Records from a dataset
^^^^^^^^^^^^^^^^
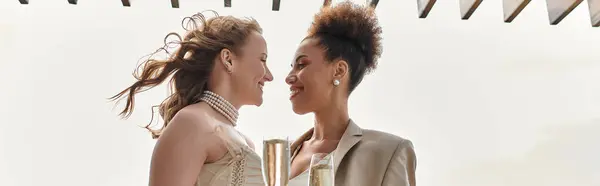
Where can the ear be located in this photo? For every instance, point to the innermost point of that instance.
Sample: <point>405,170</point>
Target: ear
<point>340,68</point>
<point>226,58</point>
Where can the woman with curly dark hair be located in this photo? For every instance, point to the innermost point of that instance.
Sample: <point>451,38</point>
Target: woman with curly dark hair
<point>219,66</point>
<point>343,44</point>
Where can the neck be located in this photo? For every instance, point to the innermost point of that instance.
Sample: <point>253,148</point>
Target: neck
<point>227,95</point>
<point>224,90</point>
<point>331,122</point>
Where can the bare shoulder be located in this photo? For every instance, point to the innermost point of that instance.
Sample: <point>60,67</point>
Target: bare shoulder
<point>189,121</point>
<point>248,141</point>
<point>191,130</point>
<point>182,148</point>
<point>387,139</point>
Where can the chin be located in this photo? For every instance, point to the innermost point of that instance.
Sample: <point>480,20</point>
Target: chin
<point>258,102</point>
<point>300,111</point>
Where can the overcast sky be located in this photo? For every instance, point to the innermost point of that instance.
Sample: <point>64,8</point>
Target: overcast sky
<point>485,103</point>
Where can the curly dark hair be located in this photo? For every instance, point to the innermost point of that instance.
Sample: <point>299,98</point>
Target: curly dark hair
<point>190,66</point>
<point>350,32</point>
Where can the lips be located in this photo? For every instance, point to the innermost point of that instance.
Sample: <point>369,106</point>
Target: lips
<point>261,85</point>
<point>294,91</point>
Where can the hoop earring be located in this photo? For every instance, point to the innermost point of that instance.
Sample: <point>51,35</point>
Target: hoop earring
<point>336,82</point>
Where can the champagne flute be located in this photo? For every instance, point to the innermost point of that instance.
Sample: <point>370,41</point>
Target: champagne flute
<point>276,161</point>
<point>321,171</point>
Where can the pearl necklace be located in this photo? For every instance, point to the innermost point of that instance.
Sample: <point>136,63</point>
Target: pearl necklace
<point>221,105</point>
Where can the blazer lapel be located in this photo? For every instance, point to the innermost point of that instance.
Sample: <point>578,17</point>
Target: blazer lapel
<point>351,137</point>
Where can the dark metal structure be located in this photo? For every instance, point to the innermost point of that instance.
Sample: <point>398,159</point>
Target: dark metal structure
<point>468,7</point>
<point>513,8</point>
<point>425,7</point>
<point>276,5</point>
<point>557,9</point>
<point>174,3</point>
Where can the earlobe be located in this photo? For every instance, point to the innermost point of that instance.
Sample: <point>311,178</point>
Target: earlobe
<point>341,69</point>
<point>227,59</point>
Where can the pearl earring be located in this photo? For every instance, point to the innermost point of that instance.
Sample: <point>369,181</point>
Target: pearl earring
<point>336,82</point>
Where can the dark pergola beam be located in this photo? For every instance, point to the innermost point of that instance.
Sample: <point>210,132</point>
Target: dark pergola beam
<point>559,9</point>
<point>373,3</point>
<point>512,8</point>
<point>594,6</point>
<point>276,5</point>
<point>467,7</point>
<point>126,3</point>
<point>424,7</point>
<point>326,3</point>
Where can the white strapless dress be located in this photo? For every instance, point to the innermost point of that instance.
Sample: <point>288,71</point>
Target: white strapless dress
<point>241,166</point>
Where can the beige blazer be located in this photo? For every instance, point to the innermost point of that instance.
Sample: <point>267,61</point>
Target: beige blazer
^^^^^^^^^^^^^^^^
Exercise objective ▸ The required output is every line above from the one with "Sample: <point>451,38</point>" down to the one with "Where can the bare", restated word for word, ends included.

Answer to the exercise ▸
Sample: <point>451,38</point>
Target: woman with curly dark hair
<point>219,66</point>
<point>343,44</point>
Where can the neck be located in this photo? For every instance, point to the innermost point of that instance.
Sample: <point>253,148</point>
Target: neck
<point>227,95</point>
<point>224,90</point>
<point>331,122</point>
Where can the bare shoulder be located in this photo? For every instance, point to the innermost point of that instance.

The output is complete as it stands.